• _Description of the task_: Below are records to repeat exactly; do not include any pictures.

• _Record set_:
++++++++++++++++++++
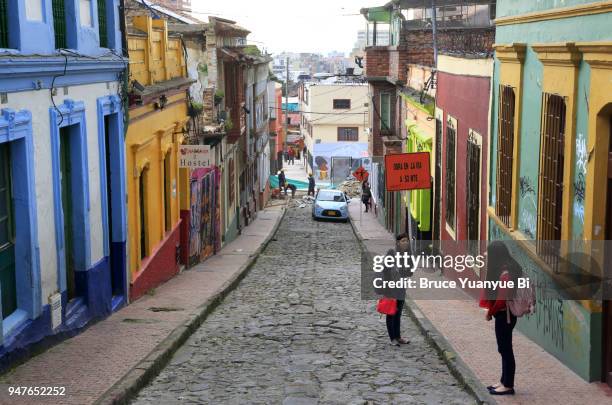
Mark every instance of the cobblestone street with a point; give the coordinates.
(296, 332)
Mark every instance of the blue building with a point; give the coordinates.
(62, 171)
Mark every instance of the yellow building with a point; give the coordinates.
(158, 191)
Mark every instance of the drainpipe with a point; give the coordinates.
(434, 33)
(123, 28)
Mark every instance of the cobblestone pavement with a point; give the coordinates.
(296, 332)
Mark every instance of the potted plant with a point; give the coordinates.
(195, 109)
(219, 97)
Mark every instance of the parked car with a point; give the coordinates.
(330, 204)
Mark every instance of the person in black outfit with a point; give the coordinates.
(281, 181)
(394, 274)
(311, 184)
(291, 187)
(366, 194)
(501, 266)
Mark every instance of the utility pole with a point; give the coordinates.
(286, 101)
(434, 33)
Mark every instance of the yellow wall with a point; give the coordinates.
(149, 140)
(154, 134)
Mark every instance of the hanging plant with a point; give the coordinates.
(195, 109)
(229, 125)
(203, 68)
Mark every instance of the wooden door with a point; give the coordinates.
(607, 304)
(7, 240)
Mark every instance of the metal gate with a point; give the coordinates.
(473, 192)
(340, 170)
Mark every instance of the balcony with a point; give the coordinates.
(401, 33)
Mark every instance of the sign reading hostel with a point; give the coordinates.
(194, 156)
(407, 171)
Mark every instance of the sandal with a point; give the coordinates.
(509, 391)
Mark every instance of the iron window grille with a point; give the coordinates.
(473, 194)
(102, 23)
(450, 174)
(3, 24)
(348, 134)
(505, 154)
(342, 104)
(59, 23)
(550, 202)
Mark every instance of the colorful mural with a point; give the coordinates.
(204, 229)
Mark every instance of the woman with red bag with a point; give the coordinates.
(394, 320)
(501, 267)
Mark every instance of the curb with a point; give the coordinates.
(445, 350)
(148, 368)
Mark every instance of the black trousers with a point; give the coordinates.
(393, 322)
(503, 334)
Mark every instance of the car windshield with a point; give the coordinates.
(330, 196)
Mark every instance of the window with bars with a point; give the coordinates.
(550, 204)
(142, 196)
(348, 134)
(451, 134)
(342, 104)
(385, 111)
(59, 23)
(505, 153)
(102, 23)
(473, 191)
(3, 24)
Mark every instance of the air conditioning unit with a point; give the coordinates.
(55, 302)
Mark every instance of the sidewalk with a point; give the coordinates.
(124, 350)
(540, 378)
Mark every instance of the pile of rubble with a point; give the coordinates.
(351, 187)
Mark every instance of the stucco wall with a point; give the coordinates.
(39, 103)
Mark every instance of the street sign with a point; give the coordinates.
(194, 156)
(407, 171)
(361, 174)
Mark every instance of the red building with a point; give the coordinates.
(462, 122)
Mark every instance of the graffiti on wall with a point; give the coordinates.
(529, 209)
(582, 158)
(204, 224)
(549, 319)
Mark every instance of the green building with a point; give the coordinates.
(549, 178)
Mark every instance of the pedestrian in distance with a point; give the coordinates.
(366, 194)
(501, 267)
(281, 181)
(291, 187)
(291, 154)
(311, 184)
(393, 322)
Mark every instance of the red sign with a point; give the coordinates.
(407, 171)
(361, 174)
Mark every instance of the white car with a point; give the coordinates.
(330, 204)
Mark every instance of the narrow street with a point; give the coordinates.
(296, 332)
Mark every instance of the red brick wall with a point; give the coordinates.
(375, 144)
(465, 98)
(160, 267)
(376, 62)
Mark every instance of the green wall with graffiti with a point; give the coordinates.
(566, 329)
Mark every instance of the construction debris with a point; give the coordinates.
(352, 188)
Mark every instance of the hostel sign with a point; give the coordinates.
(407, 171)
(194, 156)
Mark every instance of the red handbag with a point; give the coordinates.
(387, 306)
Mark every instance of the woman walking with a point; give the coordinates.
(392, 273)
(501, 267)
(366, 194)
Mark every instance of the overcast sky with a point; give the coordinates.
(296, 26)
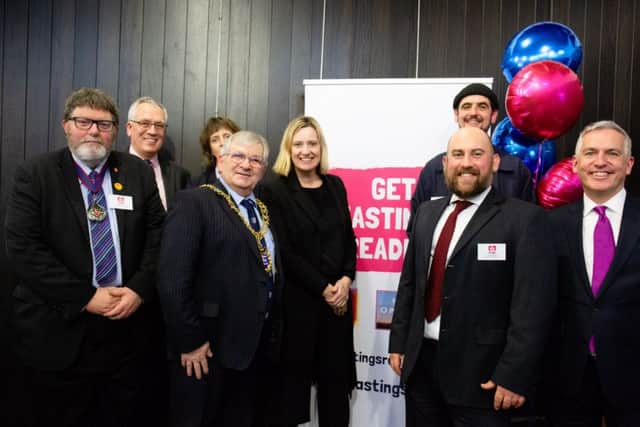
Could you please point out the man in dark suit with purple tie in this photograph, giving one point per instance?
(594, 358)
(82, 233)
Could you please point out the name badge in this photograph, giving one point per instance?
(119, 201)
(492, 252)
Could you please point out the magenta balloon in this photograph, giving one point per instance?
(544, 99)
(559, 186)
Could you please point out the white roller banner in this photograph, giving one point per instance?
(380, 133)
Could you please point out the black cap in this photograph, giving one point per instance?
(477, 89)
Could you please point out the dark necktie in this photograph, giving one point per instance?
(438, 263)
(603, 249)
(102, 240)
(252, 213)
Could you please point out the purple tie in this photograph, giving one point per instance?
(103, 248)
(603, 249)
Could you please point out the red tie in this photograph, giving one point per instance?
(439, 261)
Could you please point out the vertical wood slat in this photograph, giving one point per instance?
(39, 60)
(303, 18)
(239, 45)
(280, 60)
(194, 88)
(217, 58)
(14, 91)
(623, 65)
(433, 37)
(108, 47)
(339, 39)
(130, 63)
(62, 55)
(258, 70)
(173, 81)
(153, 54)
(86, 44)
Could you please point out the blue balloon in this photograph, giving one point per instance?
(544, 40)
(537, 156)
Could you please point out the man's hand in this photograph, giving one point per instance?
(196, 361)
(102, 302)
(504, 398)
(128, 302)
(397, 360)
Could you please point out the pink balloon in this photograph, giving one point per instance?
(559, 186)
(544, 99)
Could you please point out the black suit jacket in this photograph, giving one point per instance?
(309, 268)
(212, 284)
(48, 244)
(495, 314)
(612, 316)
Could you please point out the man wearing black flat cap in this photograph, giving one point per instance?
(475, 105)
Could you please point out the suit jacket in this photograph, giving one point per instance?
(513, 179)
(174, 177)
(211, 281)
(49, 247)
(309, 268)
(612, 316)
(495, 315)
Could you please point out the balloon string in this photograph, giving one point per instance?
(536, 173)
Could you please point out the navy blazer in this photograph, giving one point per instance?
(612, 316)
(495, 315)
(212, 284)
(48, 244)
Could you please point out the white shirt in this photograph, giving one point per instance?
(268, 237)
(157, 172)
(113, 220)
(432, 329)
(615, 206)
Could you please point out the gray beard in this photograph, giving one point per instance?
(89, 156)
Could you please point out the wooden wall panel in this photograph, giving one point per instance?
(129, 72)
(258, 70)
(14, 90)
(85, 44)
(280, 60)
(39, 60)
(108, 46)
(195, 74)
(174, 79)
(61, 74)
(153, 54)
(238, 66)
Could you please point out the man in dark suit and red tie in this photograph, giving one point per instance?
(595, 352)
(475, 297)
(83, 230)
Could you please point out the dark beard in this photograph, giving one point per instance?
(478, 187)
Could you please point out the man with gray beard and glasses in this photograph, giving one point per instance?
(83, 229)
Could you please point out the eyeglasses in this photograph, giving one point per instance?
(145, 124)
(84, 123)
(254, 161)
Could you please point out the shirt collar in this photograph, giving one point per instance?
(476, 200)
(615, 204)
(237, 198)
(153, 160)
(86, 169)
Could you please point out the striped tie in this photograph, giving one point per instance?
(104, 253)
++++++++++++++++++++
• _Result below_:
Mark every instance of the cobblestone street with a point; give the coordinates.
(296, 332)
Mark every instance of the blue building with a point; give the coordinates.
(62, 171)
Mark every instance of the yellow building with a point; give the coordinates.
(158, 191)
Mark every instance of the drainpipe with a point; give the coordinates.
(434, 33)
(123, 28)
Mark every instance of the cobblestone pavement with a point; give the coordinates.
(296, 332)
Mark every instance of the potted plant with a point; give the coordinates.
(195, 109)
(219, 97)
Mark every instance of the parked car with a point; give the coordinates.
(330, 204)
Mark every instance of the person in black outfit with a point; give the coordinates.
(281, 181)
(394, 274)
(311, 184)
(291, 187)
(366, 194)
(501, 266)
Mark every instance of the utility pole with a point; give the coordinates.
(286, 101)
(434, 33)
Mark every instance of the yellow wall with a point; give the coordinates.
(149, 140)
(154, 134)
Mark every instance of the hanging plant with a point; give the coordinates.
(195, 109)
(229, 125)
(203, 68)
Mark every instance of the wooden door with a point; give the coordinates.
(607, 304)
(7, 240)
Mark every instance of the metal gate with a point; give the coordinates.
(473, 192)
(340, 170)
Mark every instance of the balcony with a point; give the coordinates.
(401, 33)
Mark every instance of the sign reading hostel with a point; give the coordinates.
(194, 156)
(407, 171)
Mark every instance of the sandal with a point; give the coordinates.
(509, 391)
Mark every instance of the iron window grille with a point; give the coordinates.
(473, 194)
(102, 23)
(450, 174)
(3, 24)
(348, 134)
(505, 154)
(342, 104)
(59, 23)
(550, 202)
Mark every instance of the colorful mural with a point; give the coordinates.
(204, 229)
Mark every instance of the woman with red bag with a point; give the coordinates.
(394, 320)
(501, 267)
Mark every instance of the curb with a point; give the coordinates.
(445, 350)
(148, 368)
Mark every instance of the black trousers with a point; give the coordinates.
(393, 322)
(503, 334)
Mark every instance of the car windshield with a point; give the coordinates.
(330, 196)
Mark every instance of the window with bars with a point; give the coordinates.
(550, 204)
(142, 196)
(348, 134)
(451, 134)
(342, 104)
(385, 111)
(59, 23)
(505, 153)
(102, 23)
(473, 191)
(3, 24)
Mark every instance of the air conditioning unit with a point; give the coordinates.
(55, 302)
Mark every instance of the sidewalk with a point; give the coordinates.
(124, 350)
(540, 378)
Mark every instance of the pile of rubble with a point; give the coordinates.
(351, 187)
Mark every instance of the stucco wall with a point; give the coordinates.
(39, 103)
Mark every instance of the street sign with a point; give the coordinates.
(194, 156)
(407, 171)
(361, 174)
Mark every instance of the red building with a point; give the coordinates.
(462, 122)
Mark every instance of the graffiti on wall with a point; give the coordinates.
(529, 209)
(582, 158)
(204, 224)
(549, 319)
Mark every instance of the green building with a point; give the coordinates.
(549, 178)
Mark every instance of the pedestrian in distance with a point; give the coordinates.
(366, 194)
(501, 267)
(281, 181)
(291, 187)
(291, 154)
(311, 184)
(393, 322)
Mark every instance of the red sign with a point; give the coordinates.
(407, 171)
(361, 174)
Mark every instance of the white car with a point; give the coordinates.
(330, 204)
Mark every instance of the narrow street with a point; give the coordinates.
(296, 332)
Mark every instance of the red brick wall with a point; give the coordinates.
(375, 144)
(465, 98)
(160, 267)
(376, 62)
Mark every instance of the green wall with graffiti with a point; give the coordinates.
(566, 329)
Mark every instance of the construction debris with a point; give the coordinates.
(352, 188)
Mark every instance of the hostel sign with a point; give the coordinates.
(407, 171)
(194, 156)
Mark every instance of the red handbag with a point; give the coordinates.
(387, 306)
Mark every instance of the woman walking with a point; give the coordinates.
(392, 273)
(501, 267)
(366, 194)
Mark every instance of the overcast sky with a point; give the coordinates.
(296, 26)
Could you please point out the man in dark suit with purple tie in this photograph, giving one point per instance?
(594, 358)
(82, 233)
Could you please point out the name badge in this photograph, giving one point per instance?
(119, 201)
(492, 252)
Could you please point out the magenta balloon in this photograph, giving one point per instance?
(544, 99)
(559, 186)
Could you please point out the white roller banner in this photograph, giving one point per instance?
(380, 133)
Could you please point out the black cap in this photograph, giving one point per instance?
(477, 89)
Could you please point out the dark necktie in this photograph, giving one point per instance?
(438, 263)
(603, 249)
(102, 240)
(252, 213)
Could you please point out the purple tie in this photograph, giving one point per instance?
(103, 248)
(603, 249)
Could you please point out the red tie in this photograph, giving one point per instance?
(439, 261)
Could you please point out the vertical wood slat in this photograph, giving one point per instance?
(39, 60)
(303, 18)
(239, 45)
(280, 60)
(194, 88)
(217, 58)
(14, 91)
(623, 65)
(433, 37)
(108, 47)
(339, 39)
(130, 63)
(62, 55)
(258, 70)
(173, 81)
(153, 54)
(86, 44)
Could you please point out the blue balloon in this photograph, giving one point per instance?
(544, 40)
(537, 156)
Could you please point out the man's hand in this photograph, giving one point per instance?
(196, 361)
(102, 302)
(504, 398)
(128, 302)
(397, 360)
Could you please point out the pink balloon in this photograph, giving one point per instance?
(559, 186)
(544, 99)
Could you please point out the black suit jacket in this photograph, giving one point per instance?
(309, 268)
(212, 284)
(48, 244)
(495, 314)
(612, 316)
Could you please point out the man wearing black flat cap in this photograph, giving one point per instance?
(475, 105)
Could you please point out the suit jacket in this photograph, giving one point per instance?
(513, 179)
(174, 177)
(211, 281)
(49, 247)
(309, 268)
(612, 316)
(495, 315)
Could you please point out the balloon string in this photograph, giving one point per instance?
(536, 173)
Could you please point out the navy blazer in this photograph, giving one point per instance?
(612, 316)
(495, 315)
(212, 284)
(48, 244)
Could you please point out the white shirt in this photograph, giving one point per instance?
(268, 237)
(157, 172)
(113, 220)
(432, 329)
(615, 206)
Could you please point out the gray beard in this photograph, giving one point per instance?
(89, 156)
Could you please point out the wooden wall panel in this photograph, giving one point per instance?
(129, 72)
(258, 70)
(14, 90)
(85, 44)
(280, 60)
(39, 60)
(108, 46)
(195, 74)
(174, 79)
(61, 74)
(153, 54)
(238, 66)
Could you please point out the man in dark suit and red tie in this photograph, giving one point per instance?
(595, 352)
(475, 297)
(83, 230)
Could you please point out the dark beard in this photograph, giving one point per instance?
(478, 187)
Could you please point out the man with gray beard and glasses in this photograph, giving one point per instance?
(83, 229)
Could you please point out the eyeglasses in this photograph, giving one point per instance?
(145, 124)
(84, 123)
(254, 161)
Could you please point out the shirt collar in this photograph, giving one point per instance?
(476, 200)
(615, 204)
(237, 198)
(153, 160)
(86, 169)
Could you please point out the striped tie in this photograph, giving one point per instance?
(104, 253)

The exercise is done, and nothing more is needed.